====== Supplied records
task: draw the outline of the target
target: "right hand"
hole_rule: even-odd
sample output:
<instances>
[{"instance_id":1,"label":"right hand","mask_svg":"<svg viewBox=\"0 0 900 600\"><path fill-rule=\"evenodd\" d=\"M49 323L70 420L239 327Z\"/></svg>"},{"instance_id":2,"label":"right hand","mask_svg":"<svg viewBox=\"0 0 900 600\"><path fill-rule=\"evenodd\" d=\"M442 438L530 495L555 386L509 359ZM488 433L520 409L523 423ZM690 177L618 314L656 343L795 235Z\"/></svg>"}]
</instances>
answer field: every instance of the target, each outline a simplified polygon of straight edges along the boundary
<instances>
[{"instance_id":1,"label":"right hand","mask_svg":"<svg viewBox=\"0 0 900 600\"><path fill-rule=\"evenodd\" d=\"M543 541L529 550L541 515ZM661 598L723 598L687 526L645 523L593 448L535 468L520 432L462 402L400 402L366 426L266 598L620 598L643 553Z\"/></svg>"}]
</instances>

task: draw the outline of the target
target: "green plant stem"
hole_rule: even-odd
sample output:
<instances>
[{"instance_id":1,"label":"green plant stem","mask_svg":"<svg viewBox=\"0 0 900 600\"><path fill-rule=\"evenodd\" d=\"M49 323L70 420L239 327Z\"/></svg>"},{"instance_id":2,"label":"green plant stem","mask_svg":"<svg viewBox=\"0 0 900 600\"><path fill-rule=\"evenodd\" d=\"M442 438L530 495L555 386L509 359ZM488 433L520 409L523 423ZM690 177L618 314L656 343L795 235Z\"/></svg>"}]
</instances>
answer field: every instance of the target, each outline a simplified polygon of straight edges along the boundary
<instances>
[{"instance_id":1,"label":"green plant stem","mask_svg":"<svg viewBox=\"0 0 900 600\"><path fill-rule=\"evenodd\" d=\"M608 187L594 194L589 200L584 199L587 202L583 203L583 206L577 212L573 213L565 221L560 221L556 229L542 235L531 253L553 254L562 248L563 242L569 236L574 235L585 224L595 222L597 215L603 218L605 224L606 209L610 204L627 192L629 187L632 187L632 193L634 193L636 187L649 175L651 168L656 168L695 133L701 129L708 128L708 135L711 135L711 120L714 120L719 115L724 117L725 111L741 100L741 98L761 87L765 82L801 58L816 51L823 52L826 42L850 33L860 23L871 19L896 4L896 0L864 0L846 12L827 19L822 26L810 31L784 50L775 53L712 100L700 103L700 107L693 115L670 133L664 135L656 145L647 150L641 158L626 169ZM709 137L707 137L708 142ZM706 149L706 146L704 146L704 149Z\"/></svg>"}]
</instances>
============
### Work to complete
Output the material in full, matching it word for word.

### Answer to the problem
task: draw the outline of the target
target: "right hand"
hole_rule: even-odd
sample output:
<instances>
[{"instance_id":1,"label":"right hand","mask_svg":"<svg viewBox=\"0 0 900 600\"><path fill-rule=\"evenodd\" d=\"M49 323L70 420L239 327Z\"/></svg>"},{"instance_id":2,"label":"right hand","mask_svg":"<svg viewBox=\"0 0 900 600\"><path fill-rule=\"evenodd\" d=\"M442 438L530 495L555 386L509 359ZM488 433L520 409L523 423ZM690 177L618 314L656 343L795 235Z\"/></svg>"}]
</instances>
answer field: every instance of the target, each outline a simplified polygon of straight edges along the boundary
<instances>
[{"instance_id":1,"label":"right hand","mask_svg":"<svg viewBox=\"0 0 900 600\"><path fill-rule=\"evenodd\" d=\"M543 541L529 550L541 515ZM661 598L723 598L687 526L645 523L593 448L535 468L520 432L462 402L400 402L366 426L266 598L620 598L643 553Z\"/></svg>"}]
</instances>

task: draw the outline of the target
target: "green plant stem"
hole_rule: even-odd
sample output:
<instances>
[{"instance_id":1,"label":"green plant stem","mask_svg":"<svg viewBox=\"0 0 900 600\"><path fill-rule=\"evenodd\" d=\"M49 323L70 420L239 327Z\"/></svg>"},{"instance_id":2,"label":"green plant stem","mask_svg":"<svg viewBox=\"0 0 900 600\"><path fill-rule=\"evenodd\" d=\"M442 438L530 495L555 386L509 359ZM488 433L520 409L523 423ZM690 177L618 314L656 343L795 235Z\"/></svg>"}]
</instances>
answer field: every instance of the target, each outline a simplified polygon of straight edges along the boundary
<instances>
[{"instance_id":1,"label":"green plant stem","mask_svg":"<svg viewBox=\"0 0 900 600\"><path fill-rule=\"evenodd\" d=\"M608 187L594 194L589 200L584 199L587 202L583 203L583 206L577 212L573 213L565 221L560 221L556 229L542 235L531 253L553 254L562 248L563 242L569 236L574 235L585 224L595 222L597 215L603 218L605 224L606 209L610 204L627 192L629 187L632 187L632 193L634 193L636 187L649 175L651 168L656 168L695 133L701 129L708 128L708 135L711 135L711 120L714 120L719 115L724 117L725 111L741 100L741 98L761 87L765 82L801 58L816 51L823 52L826 42L850 33L860 23L871 19L896 4L896 0L864 0L846 12L827 19L822 26L810 31L784 50L775 53L712 100L700 103L700 107L693 115L670 133L664 135L656 145L647 150L641 158L626 169ZM709 137L707 137L708 142ZM706 149L706 146L704 146L704 149Z\"/></svg>"}]
</instances>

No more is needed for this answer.